**PROBLEM DETAILS**
Would you transcribe only the lines below, from the one containing "Where can you see the white pickup" through the end of the material, exactly and with no pictures?

**MATERIAL FOR THIS EXERCISE**

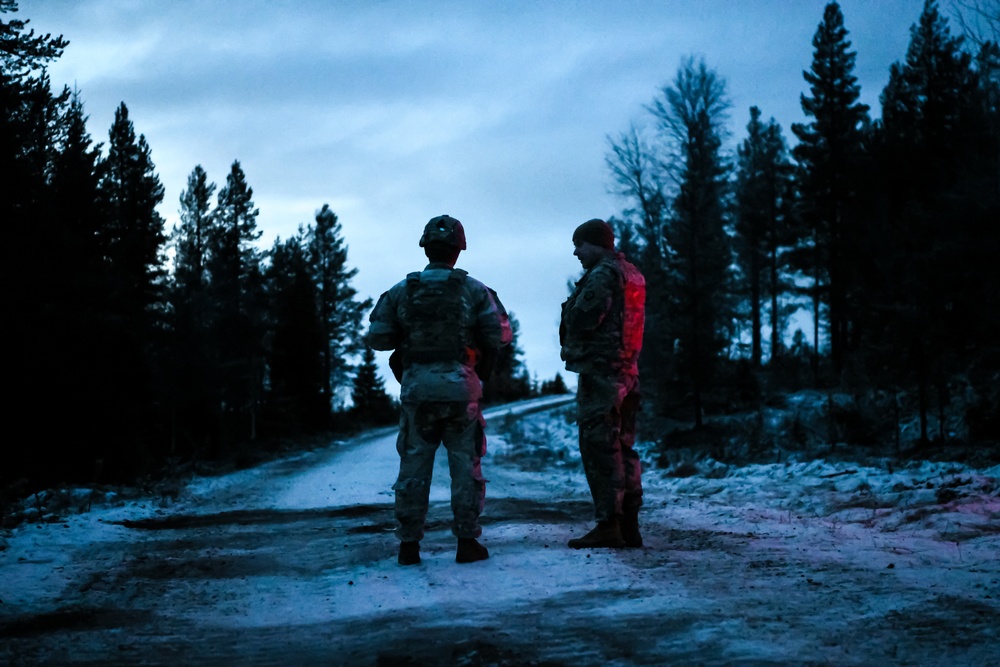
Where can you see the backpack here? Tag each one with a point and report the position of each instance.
(434, 315)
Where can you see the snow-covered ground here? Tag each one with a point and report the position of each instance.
(294, 562)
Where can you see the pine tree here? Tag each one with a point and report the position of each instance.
(829, 154)
(132, 240)
(691, 113)
(339, 311)
(295, 334)
(936, 258)
(509, 380)
(371, 404)
(195, 380)
(764, 194)
(236, 291)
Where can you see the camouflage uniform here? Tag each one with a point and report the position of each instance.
(440, 345)
(601, 335)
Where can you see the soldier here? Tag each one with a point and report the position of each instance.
(601, 335)
(446, 328)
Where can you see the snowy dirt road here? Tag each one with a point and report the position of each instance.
(294, 563)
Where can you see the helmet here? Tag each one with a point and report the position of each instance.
(444, 229)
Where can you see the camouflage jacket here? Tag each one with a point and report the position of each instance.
(440, 344)
(602, 321)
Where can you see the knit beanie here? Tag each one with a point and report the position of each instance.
(595, 231)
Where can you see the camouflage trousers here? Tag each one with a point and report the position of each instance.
(606, 413)
(422, 427)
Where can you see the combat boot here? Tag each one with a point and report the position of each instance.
(409, 553)
(606, 534)
(629, 525)
(470, 550)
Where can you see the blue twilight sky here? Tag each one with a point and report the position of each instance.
(392, 112)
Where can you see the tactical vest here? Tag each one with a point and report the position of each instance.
(436, 320)
(633, 311)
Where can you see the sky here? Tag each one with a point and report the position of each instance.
(393, 112)
(294, 562)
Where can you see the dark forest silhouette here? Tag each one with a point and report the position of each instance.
(123, 362)
(886, 230)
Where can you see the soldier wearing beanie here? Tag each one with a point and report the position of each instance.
(443, 326)
(600, 334)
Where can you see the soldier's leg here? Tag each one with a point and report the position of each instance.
(599, 420)
(416, 445)
(632, 465)
(465, 442)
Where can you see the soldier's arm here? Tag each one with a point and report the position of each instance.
(593, 301)
(385, 331)
(492, 324)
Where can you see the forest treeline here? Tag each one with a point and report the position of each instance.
(886, 230)
(133, 345)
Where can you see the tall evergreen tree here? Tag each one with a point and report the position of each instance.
(932, 135)
(509, 380)
(297, 344)
(371, 403)
(691, 113)
(132, 240)
(195, 359)
(234, 269)
(340, 312)
(764, 195)
(830, 153)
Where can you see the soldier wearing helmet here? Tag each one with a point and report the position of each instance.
(442, 326)
(601, 335)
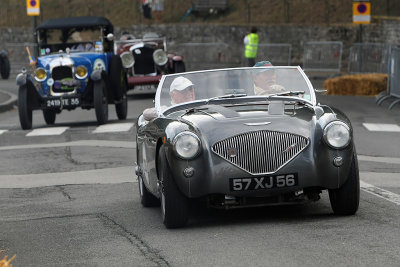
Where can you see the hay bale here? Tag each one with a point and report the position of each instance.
(357, 84)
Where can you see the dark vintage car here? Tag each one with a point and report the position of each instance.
(147, 59)
(237, 149)
(4, 64)
(76, 67)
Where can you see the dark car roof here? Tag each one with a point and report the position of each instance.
(75, 22)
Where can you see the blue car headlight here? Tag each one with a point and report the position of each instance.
(337, 134)
(186, 145)
(40, 74)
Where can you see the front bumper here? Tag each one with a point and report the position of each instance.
(213, 175)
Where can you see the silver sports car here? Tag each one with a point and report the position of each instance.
(243, 137)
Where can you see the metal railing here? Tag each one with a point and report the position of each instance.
(277, 54)
(368, 58)
(322, 56)
(393, 84)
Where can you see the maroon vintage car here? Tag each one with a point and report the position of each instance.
(147, 59)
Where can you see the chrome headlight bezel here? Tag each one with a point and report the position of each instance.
(85, 72)
(127, 59)
(337, 134)
(186, 141)
(160, 57)
(40, 74)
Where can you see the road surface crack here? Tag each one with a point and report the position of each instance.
(135, 240)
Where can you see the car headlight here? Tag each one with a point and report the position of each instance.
(40, 74)
(337, 134)
(81, 72)
(127, 59)
(160, 57)
(186, 145)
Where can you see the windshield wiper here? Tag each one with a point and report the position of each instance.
(288, 93)
(225, 96)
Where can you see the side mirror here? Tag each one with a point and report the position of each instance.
(110, 37)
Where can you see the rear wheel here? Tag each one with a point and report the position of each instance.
(174, 205)
(49, 116)
(24, 108)
(100, 101)
(146, 198)
(179, 66)
(4, 67)
(345, 200)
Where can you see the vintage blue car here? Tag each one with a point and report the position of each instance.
(75, 67)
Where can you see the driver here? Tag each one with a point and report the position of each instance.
(180, 91)
(265, 80)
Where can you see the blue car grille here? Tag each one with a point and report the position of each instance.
(60, 74)
(260, 152)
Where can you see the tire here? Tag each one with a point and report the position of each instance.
(179, 66)
(100, 101)
(122, 109)
(49, 116)
(24, 108)
(174, 205)
(4, 67)
(146, 198)
(345, 200)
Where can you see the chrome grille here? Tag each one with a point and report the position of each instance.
(62, 72)
(260, 152)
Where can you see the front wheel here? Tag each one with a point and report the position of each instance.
(49, 116)
(24, 108)
(345, 200)
(100, 101)
(174, 205)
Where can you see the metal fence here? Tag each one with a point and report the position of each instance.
(277, 54)
(393, 85)
(201, 56)
(322, 56)
(368, 58)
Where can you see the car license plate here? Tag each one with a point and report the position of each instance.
(63, 102)
(264, 182)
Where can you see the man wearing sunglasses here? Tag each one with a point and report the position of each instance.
(180, 91)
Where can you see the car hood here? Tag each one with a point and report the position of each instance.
(219, 125)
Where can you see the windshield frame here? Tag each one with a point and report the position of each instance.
(233, 100)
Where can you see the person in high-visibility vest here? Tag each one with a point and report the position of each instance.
(251, 46)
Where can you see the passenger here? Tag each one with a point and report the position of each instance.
(180, 91)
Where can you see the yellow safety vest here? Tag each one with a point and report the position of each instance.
(251, 48)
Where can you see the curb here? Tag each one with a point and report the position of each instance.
(8, 104)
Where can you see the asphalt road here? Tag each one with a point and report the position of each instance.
(72, 199)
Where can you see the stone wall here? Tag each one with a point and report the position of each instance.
(225, 42)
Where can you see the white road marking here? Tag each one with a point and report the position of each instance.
(48, 131)
(94, 143)
(98, 176)
(115, 127)
(379, 159)
(382, 127)
(379, 192)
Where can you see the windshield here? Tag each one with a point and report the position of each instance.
(53, 40)
(190, 87)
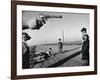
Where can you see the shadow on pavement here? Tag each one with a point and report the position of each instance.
(65, 59)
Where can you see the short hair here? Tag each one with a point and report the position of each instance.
(83, 29)
(26, 35)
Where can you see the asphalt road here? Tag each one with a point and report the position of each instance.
(68, 58)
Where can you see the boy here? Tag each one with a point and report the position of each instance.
(25, 51)
(85, 46)
(60, 45)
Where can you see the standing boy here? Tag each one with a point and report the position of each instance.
(60, 45)
(85, 46)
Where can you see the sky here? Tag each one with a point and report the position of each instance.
(70, 23)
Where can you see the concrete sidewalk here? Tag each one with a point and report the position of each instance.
(65, 59)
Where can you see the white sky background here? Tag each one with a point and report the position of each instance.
(52, 30)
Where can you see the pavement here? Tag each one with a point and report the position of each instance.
(67, 58)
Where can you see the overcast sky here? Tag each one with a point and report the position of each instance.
(71, 23)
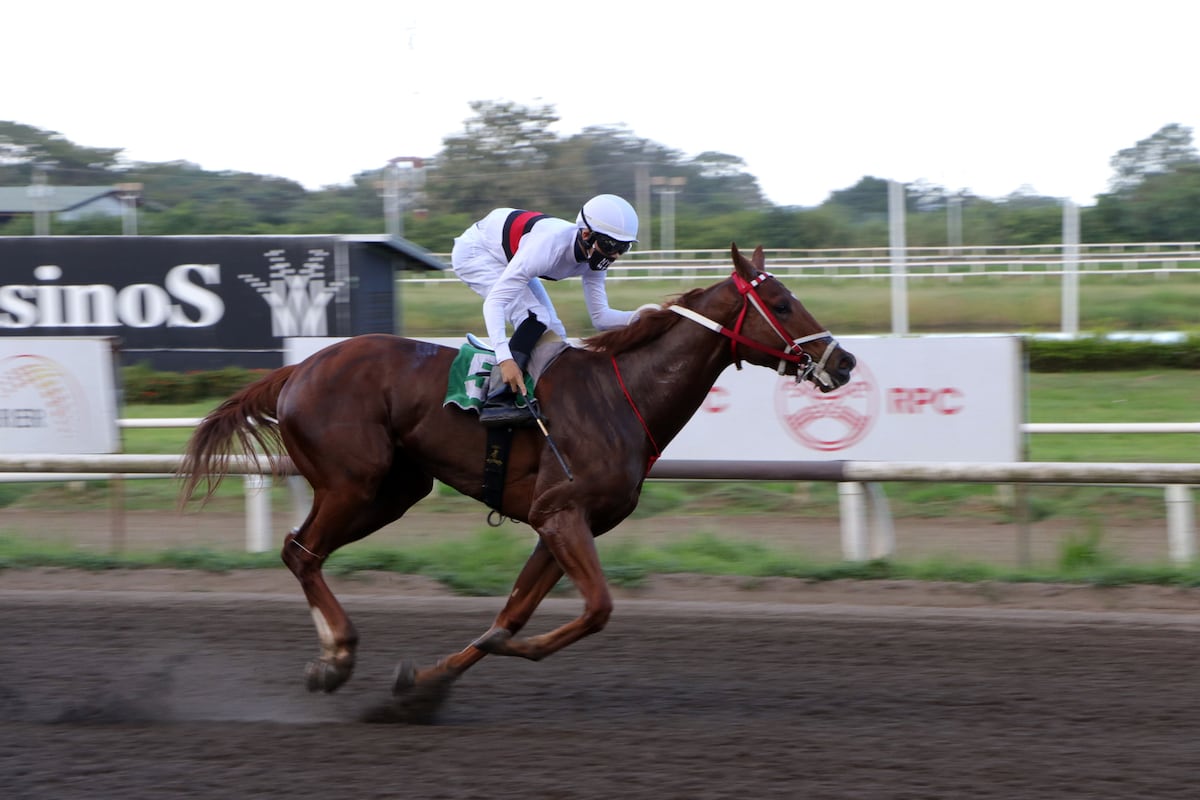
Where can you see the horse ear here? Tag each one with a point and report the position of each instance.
(741, 264)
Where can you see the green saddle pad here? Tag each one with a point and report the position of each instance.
(469, 376)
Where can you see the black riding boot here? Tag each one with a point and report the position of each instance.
(501, 409)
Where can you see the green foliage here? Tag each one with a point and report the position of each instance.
(1095, 353)
(487, 564)
(142, 384)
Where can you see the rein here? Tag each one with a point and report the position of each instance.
(791, 354)
(649, 435)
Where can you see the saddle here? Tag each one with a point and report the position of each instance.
(473, 378)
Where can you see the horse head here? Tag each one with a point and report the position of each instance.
(771, 326)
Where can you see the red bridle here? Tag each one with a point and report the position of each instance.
(792, 352)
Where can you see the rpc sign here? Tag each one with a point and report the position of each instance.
(911, 398)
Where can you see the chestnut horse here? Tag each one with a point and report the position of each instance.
(364, 421)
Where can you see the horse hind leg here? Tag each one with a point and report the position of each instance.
(538, 577)
(419, 693)
(339, 518)
(573, 547)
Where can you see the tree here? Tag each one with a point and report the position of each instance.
(23, 146)
(498, 160)
(1161, 152)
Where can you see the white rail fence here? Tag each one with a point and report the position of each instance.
(953, 263)
(861, 539)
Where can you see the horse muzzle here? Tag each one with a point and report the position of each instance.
(831, 372)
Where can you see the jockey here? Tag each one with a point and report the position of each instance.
(502, 258)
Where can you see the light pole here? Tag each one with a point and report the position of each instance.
(40, 192)
(667, 187)
(401, 175)
(129, 196)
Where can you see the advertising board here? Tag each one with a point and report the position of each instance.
(58, 396)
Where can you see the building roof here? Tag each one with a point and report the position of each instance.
(19, 199)
(414, 252)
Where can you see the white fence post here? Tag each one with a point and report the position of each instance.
(853, 522)
(1181, 539)
(258, 513)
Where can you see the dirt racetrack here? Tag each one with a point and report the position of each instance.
(117, 687)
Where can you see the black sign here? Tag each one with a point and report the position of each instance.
(190, 302)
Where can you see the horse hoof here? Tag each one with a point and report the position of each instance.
(403, 679)
(325, 677)
(417, 695)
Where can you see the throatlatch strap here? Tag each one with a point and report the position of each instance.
(515, 227)
(496, 463)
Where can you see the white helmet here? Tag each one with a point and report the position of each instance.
(611, 216)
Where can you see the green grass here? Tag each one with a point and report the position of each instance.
(492, 558)
(486, 564)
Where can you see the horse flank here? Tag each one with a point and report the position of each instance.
(244, 425)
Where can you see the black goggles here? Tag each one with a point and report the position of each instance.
(610, 246)
(604, 242)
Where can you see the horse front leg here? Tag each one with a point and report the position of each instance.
(573, 546)
(335, 631)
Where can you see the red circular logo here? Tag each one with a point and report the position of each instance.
(833, 421)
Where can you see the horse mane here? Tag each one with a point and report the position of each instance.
(648, 328)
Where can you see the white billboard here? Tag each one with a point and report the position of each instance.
(955, 398)
(58, 396)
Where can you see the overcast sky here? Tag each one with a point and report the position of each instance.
(983, 96)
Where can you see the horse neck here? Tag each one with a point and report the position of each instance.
(669, 380)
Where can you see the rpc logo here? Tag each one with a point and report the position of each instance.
(828, 421)
(945, 401)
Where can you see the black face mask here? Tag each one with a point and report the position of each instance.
(598, 260)
(603, 250)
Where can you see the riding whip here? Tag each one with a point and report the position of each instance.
(550, 440)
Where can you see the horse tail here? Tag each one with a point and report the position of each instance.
(245, 423)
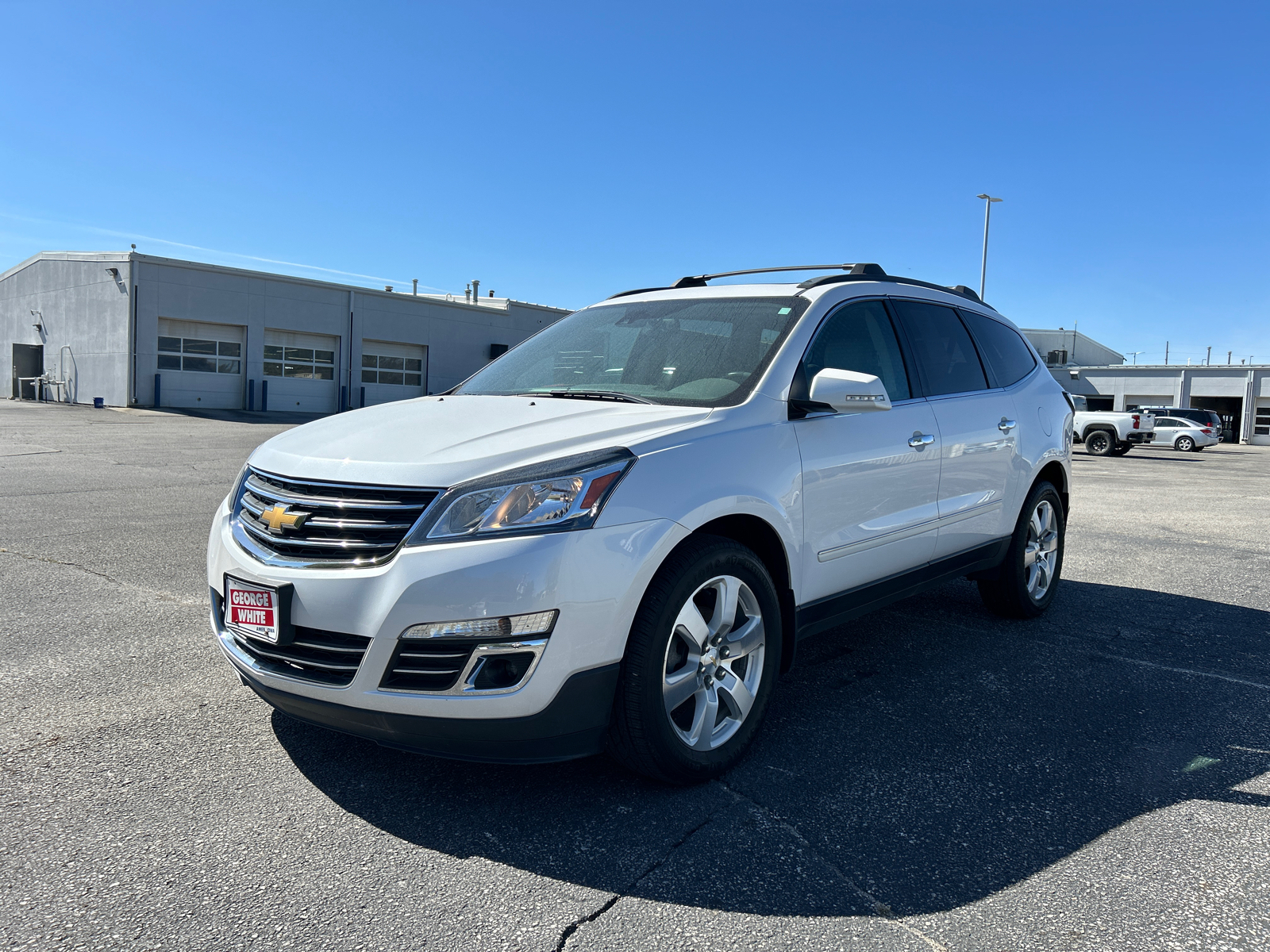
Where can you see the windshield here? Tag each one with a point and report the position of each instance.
(702, 352)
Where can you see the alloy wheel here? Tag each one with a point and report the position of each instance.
(714, 663)
(1041, 554)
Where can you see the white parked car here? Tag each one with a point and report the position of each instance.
(1184, 435)
(615, 535)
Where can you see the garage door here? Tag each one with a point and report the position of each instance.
(201, 365)
(1261, 423)
(393, 371)
(300, 370)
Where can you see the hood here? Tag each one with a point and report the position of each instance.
(442, 441)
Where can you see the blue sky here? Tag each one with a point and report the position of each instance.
(560, 152)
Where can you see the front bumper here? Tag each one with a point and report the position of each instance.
(595, 578)
(573, 725)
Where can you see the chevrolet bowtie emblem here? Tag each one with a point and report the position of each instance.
(281, 517)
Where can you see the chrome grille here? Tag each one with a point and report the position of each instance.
(286, 520)
(323, 657)
(427, 664)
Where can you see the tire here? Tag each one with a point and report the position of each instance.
(1029, 575)
(694, 685)
(1099, 443)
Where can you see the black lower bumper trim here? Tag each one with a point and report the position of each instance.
(573, 725)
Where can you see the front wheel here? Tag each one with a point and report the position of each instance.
(1028, 578)
(700, 666)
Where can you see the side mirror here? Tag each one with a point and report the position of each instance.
(849, 393)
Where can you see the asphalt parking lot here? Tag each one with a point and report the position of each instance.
(929, 778)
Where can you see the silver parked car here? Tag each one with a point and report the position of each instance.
(1185, 435)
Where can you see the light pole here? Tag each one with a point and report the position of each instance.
(987, 216)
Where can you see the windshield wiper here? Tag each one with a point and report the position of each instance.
(596, 395)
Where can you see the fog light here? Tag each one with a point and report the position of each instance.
(508, 626)
(502, 670)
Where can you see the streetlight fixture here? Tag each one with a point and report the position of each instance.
(987, 216)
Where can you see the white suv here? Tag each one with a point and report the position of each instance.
(615, 535)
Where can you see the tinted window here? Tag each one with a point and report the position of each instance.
(1005, 352)
(860, 338)
(943, 348)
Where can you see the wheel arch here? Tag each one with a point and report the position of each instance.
(762, 539)
(1104, 428)
(1056, 474)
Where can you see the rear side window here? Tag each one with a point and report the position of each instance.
(860, 338)
(948, 361)
(1005, 352)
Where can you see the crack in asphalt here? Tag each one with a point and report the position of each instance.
(657, 863)
(880, 909)
(167, 596)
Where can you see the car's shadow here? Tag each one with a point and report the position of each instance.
(931, 754)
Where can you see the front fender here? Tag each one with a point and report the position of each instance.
(745, 471)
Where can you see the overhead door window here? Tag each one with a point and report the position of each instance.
(200, 348)
(395, 365)
(1261, 424)
(948, 359)
(298, 355)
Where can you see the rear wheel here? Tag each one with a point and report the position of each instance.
(1029, 575)
(1099, 443)
(700, 666)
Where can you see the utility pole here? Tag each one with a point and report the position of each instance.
(987, 217)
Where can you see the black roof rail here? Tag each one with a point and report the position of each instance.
(864, 271)
(960, 290)
(633, 291)
(698, 281)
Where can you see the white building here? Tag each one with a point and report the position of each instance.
(141, 330)
(1238, 393)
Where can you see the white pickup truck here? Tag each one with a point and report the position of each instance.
(1106, 433)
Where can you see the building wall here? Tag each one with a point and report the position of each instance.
(82, 308)
(1212, 386)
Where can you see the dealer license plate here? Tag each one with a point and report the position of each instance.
(253, 609)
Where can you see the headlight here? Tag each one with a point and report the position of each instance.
(558, 497)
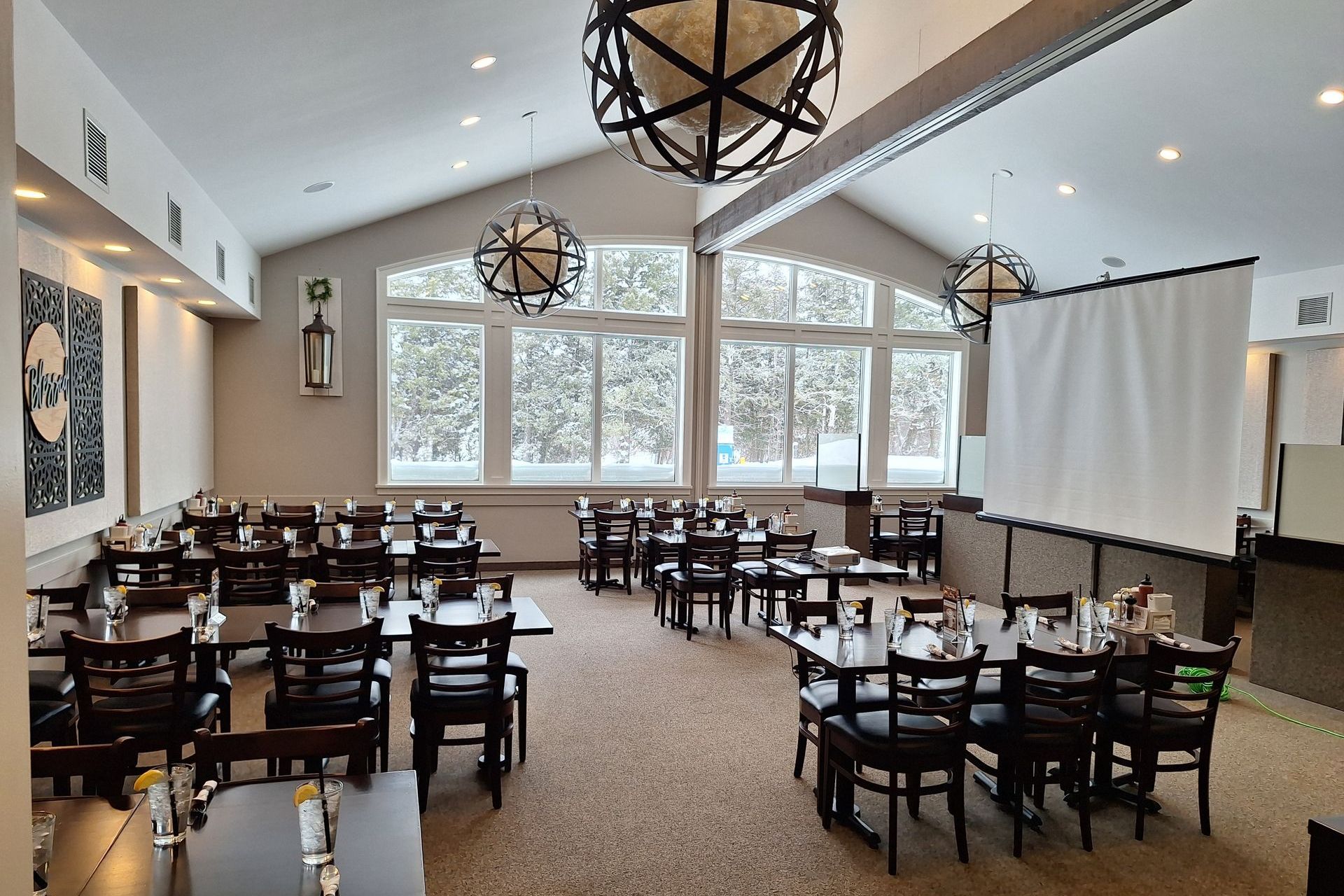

**SOLVED EXERCISE**
Where can you see the white pickup truck here? Tag each one with a point and report the position of each instance.
(1106, 433)
Where can you see the building wall here? Tag each one with a point and report the position of each instance.
(82, 308)
(1212, 386)
Where can you see the dealer license plate here? Tag each one with a point and report the position of each instance.
(253, 609)
Where can you see the headlight here? Tag each one with a point and report the position of each instance.
(558, 497)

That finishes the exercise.